● PROBLEM TO SOLVE
What you return should match the data below exactly, line for line.

Stored data entries
____

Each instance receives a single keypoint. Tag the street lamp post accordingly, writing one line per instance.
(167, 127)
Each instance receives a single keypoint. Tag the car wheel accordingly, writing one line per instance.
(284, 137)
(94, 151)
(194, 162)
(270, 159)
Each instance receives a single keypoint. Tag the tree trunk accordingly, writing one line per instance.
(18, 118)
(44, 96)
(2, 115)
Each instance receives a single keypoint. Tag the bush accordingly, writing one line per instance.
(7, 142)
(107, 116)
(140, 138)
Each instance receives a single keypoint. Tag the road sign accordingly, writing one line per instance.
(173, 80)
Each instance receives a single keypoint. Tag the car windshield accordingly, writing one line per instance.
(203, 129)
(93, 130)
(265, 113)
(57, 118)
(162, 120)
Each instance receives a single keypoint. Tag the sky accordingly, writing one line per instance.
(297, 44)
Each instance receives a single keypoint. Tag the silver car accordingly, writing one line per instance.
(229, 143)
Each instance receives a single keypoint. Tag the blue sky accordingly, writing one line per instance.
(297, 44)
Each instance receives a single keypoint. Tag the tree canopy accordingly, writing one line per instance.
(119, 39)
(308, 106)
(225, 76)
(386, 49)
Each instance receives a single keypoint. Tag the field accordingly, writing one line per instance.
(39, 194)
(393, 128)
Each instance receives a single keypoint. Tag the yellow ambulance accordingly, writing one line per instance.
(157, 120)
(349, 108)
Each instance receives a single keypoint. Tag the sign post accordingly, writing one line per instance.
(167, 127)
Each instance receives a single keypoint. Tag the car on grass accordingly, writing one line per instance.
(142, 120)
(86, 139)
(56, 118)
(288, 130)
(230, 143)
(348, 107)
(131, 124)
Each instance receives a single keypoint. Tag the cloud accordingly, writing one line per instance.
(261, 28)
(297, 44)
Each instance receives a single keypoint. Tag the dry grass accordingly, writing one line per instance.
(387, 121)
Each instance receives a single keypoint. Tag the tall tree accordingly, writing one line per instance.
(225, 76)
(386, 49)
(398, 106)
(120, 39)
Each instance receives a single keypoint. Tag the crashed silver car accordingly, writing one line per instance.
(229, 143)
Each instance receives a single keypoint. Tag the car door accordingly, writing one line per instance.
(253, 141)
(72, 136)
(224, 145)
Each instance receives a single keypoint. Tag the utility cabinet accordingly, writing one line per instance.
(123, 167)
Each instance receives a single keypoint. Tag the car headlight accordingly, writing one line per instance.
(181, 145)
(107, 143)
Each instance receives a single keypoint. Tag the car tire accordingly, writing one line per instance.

____

● EXERCISE RESULT
Each instance receives a single keypoint. Tag the street lamp post accordingly, writing one line per instance.
(167, 127)
Each instance receives a single keypoint. Tag the car wheel accordingly, writing one line per instance.
(284, 137)
(94, 151)
(194, 162)
(270, 159)
Each instance receives a single keypoint. Tag the tree trunk accordingly, writing one line per instance.
(18, 118)
(44, 96)
(2, 115)
Each instance receives a single keypoint. Tag the bush accordingly, writing one line per instance.
(7, 142)
(107, 116)
(140, 138)
Each instance receives a single keypoint. Tag the road sign accordingly, writing one line per instance.
(173, 80)
Each instance receives a single keypoint. Tag the car windshield accordingly, writing one line per instance.
(203, 129)
(93, 130)
(265, 113)
(57, 118)
(162, 120)
Each instance receives a single keypoint. Tag the sky accordingly, writing one line per instance.
(297, 44)
Each instance receives a single keypoint. Tag the silver car accordingly, writing one line per instance.
(229, 143)
Each instance receives a single keypoint. Tag the blue sky accordingly, writing one line per instance.
(297, 44)
Each instance receives a single keypoint. Tag the tree canopy accordingly, writing one line per instance.
(119, 39)
(308, 106)
(225, 76)
(386, 49)
Each instance receives a single keypoint. Tag the field accordingly, writing one line per instance.
(39, 194)
(393, 128)
Each instance receives a single keypoint. Tag the yellow ambulance accordingly, writing one line per instance.
(157, 120)
(349, 108)
Each instance receives a single keypoint. Tag the sign post accordingly, writing one line per instance.
(167, 127)
Each instance receives a single keypoint. Tag the car on grass accordingly, writing one line per instance.
(142, 120)
(86, 139)
(56, 118)
(288, 130)
(230, 143)
(348, 107)
(131, 124)
Each instance receives a single keypoint. Tag the cloud accordingly, writing one line per instance.
(261, 28)
(297, 44)
Each instance receives a single keypoint. Tag the dry grass accordingly, writing one line per instance.
(387, 121)
Each instance receives a single keypoint. Tag the tall tree accordingly, writing one line per instance.
(225, 76)
(386, 49)
(398, 106)
(120, 39)
Each instance receives a single keypoint. Tag the crashed silver car accordingly, writing one line per instance.
(229, 143)
Each instance receives a single keypoint. Tag the car door accordingly, writing one line per instance.
(253, 141)
(72, 136)
(224, 145)
Each instance receives a single keypoint. Tag the utility cabinet accordingly, writing one line per instance.
(123, 167)
Each instance receives a single keypoint. Tag the car headlight accordingly, writing one line per instance.
(181, 145)
(107, 143)
Each instance receives a single keypoint. Tag the car tire accordingly, writing one line per instance.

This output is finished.